MATERIAL FOR THIS EXERCISE:
-------
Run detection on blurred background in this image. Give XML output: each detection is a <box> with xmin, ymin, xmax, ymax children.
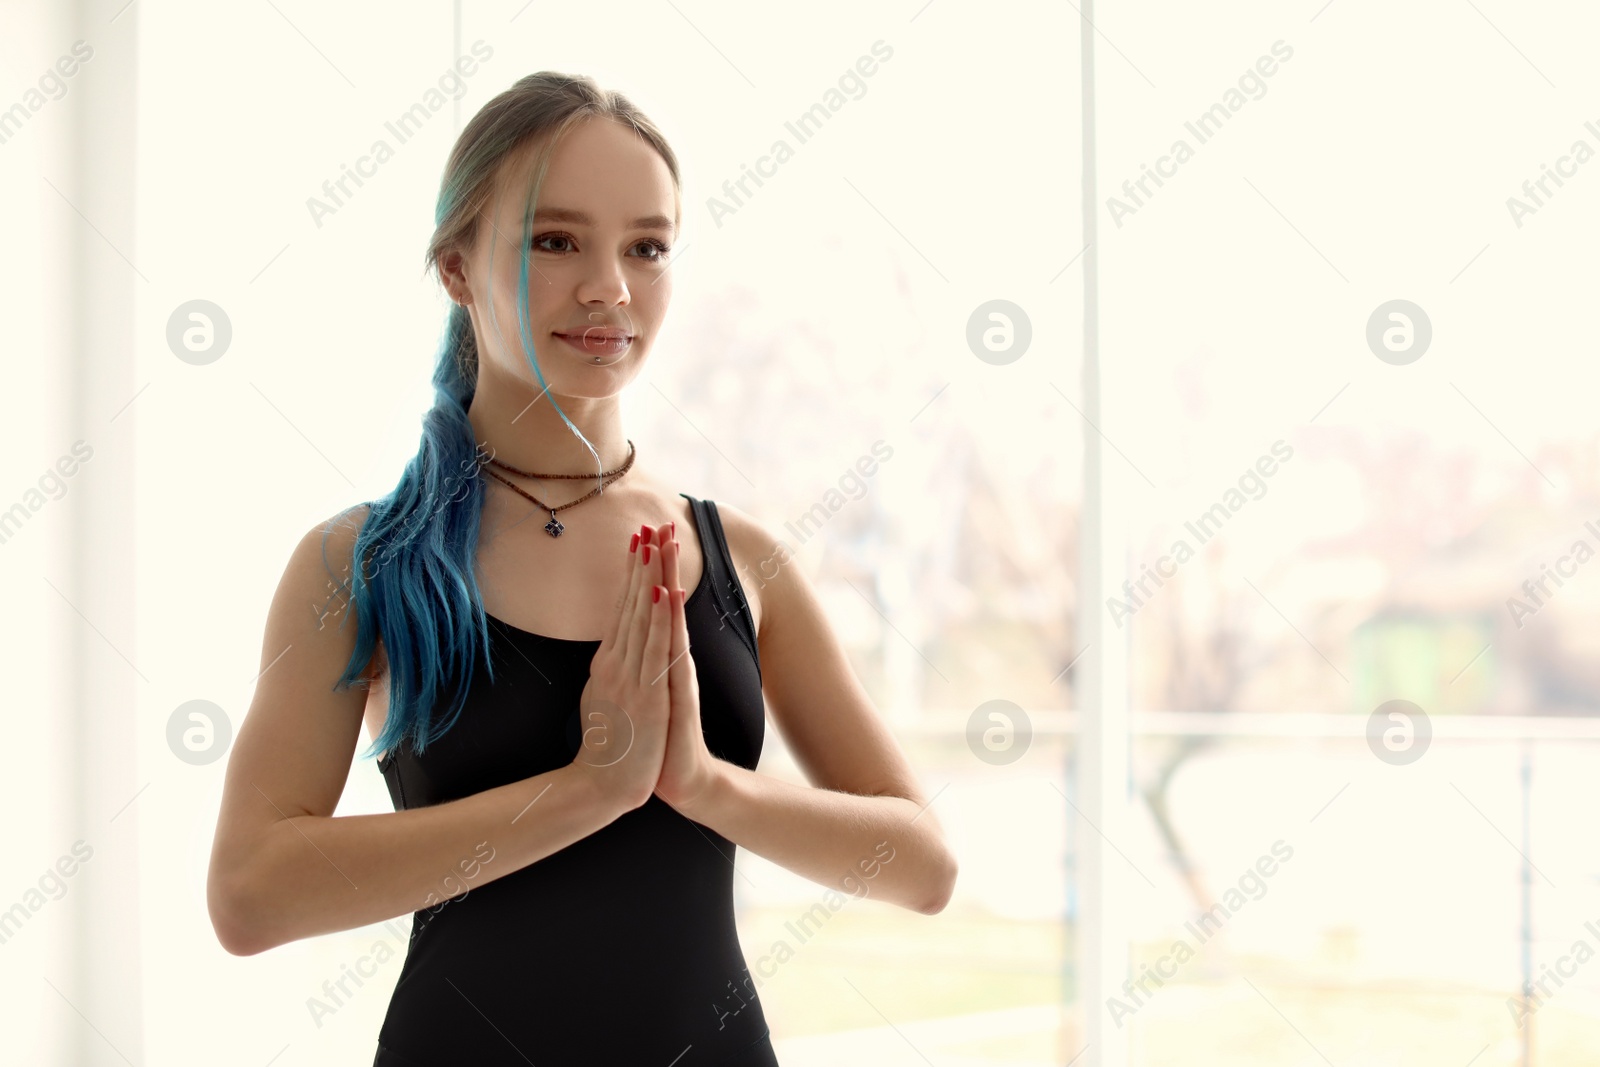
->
<box><xmin>4</xmin><ymin>0</ymin><xmax>1600</xmax><ymax>1063</ymax></box>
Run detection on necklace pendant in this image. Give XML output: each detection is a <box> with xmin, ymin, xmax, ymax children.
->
<box><xmin>545</xmin><ymin>512</ymin><xmax>565</xmax><ymax>537</ymax></box>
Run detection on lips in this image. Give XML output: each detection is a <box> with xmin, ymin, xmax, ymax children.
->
<box><xmin>553</xmin><ymin>329</ymin><xmax>633</xmax><ymax>357</ymax></box>
<box><xmin>555</xmin><ymin>328</ymin><xmax>631</xmax><ymax>341</ymax></box>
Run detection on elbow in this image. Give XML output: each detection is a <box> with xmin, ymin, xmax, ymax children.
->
<box><xmin>208</xmin><ymin>863</ymin><xmax>273</xmax><ymax>957</ymax></box>
<box><xmin>215</xmin><ymin>924</ymin><xmax>265</xmax><ymax>958</ymax></box>
<box><xmin>916</xmin><ymin>850</ymin><xmax>959</xmax><ymax>916</ymax></box>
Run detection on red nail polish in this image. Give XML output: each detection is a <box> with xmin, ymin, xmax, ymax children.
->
<box><xmin>653</xmin><ymin>585</ymin><xmax>662</xmax><ymax>603</ymax></box>
<box><xmin>670</xmin><ymin>521</ymin><xmax>676</xmax><ymax>537</ymax></box>
<box><xmin>639</xmin><ymin>523</ymin><xmax>650</xmax><ymax>543</ymax></box>
<box><xmin>630</xmin><ymin>532</ymin><xmax>640</xmax><ymax>553</ymax></box>
<box><xmin>643</xmin><ymin>545</ymin><xmax>652</xmax><ymax>564</ymax></box>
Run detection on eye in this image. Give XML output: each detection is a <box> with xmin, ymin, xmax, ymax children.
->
<box><xmin>634</xmin><ymin>238</ymin><xmax>672</xmax><ymax>263</ymax></box>
<box><xmin>530</xmin><ymin>232</ymin><xmax>672</xmax><ymax>263</ymax></box>
<box><xmin>531</xmin><ymin>231</ymin><xmax>577</xmax><ymax>253</ymax></box>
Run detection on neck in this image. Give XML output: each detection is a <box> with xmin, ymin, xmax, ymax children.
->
<box><xmin>466</xmin><ymin>362</ymin><xmax>632</xmax><ymax>488</ymax></box>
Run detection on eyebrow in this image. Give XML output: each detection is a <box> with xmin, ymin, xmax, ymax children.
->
<box><xmin>531</xmin><ymin>206</ymin><xmax>674</xmax><ymax>232</ymax></box>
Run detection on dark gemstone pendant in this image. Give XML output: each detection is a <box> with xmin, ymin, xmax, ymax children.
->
<box><xmin>545</xmin><ymin>511</ymin><xmax>565</xmax><ymax>537</ymax></box>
-------
GOAL OF THE EXERCISE:
Look through the entries for lines containing the word "output" and return each one.

EXERCISE SOLUTION:
Run detection on blurred background in this image. Give XML output: each detection is a <box> with xmin, ymin, xmax, ymax children.
Run detection on necklace pendant in this image. Give XML output: each detection is a <box> with xmin, ymin, xmax, ymax children.
Run detection on lips in this image. Give XML output: each detection is a <box> with xmin, ymin, xmax, ymax children.
Run detection on elbow in this image. Give XML output: each detection is a <box> with xmin, ymin, xmax, ymax children.
Run detection on red nail polish in this image. Give XML output: each detection is a <box> with xmin, ymin, xmax, ymax children.
Run detection on eye in this image. Give XML output: each detection is a <box> with xmin, ymin, xmax, ymax children.
Run detection on neck in this image. Give XML output: each detection is a <box> with xmin, ymin, xmax, ymax children.
Run detection on eyebrow in this image. Give XML output: each detection is a <box> with xmin, ymin, xmax, ymax children.
Run detection on dark gemstone pendant in this image. Give XML output: each detection is a <box> with xmin, ymin, xmax, ymax children.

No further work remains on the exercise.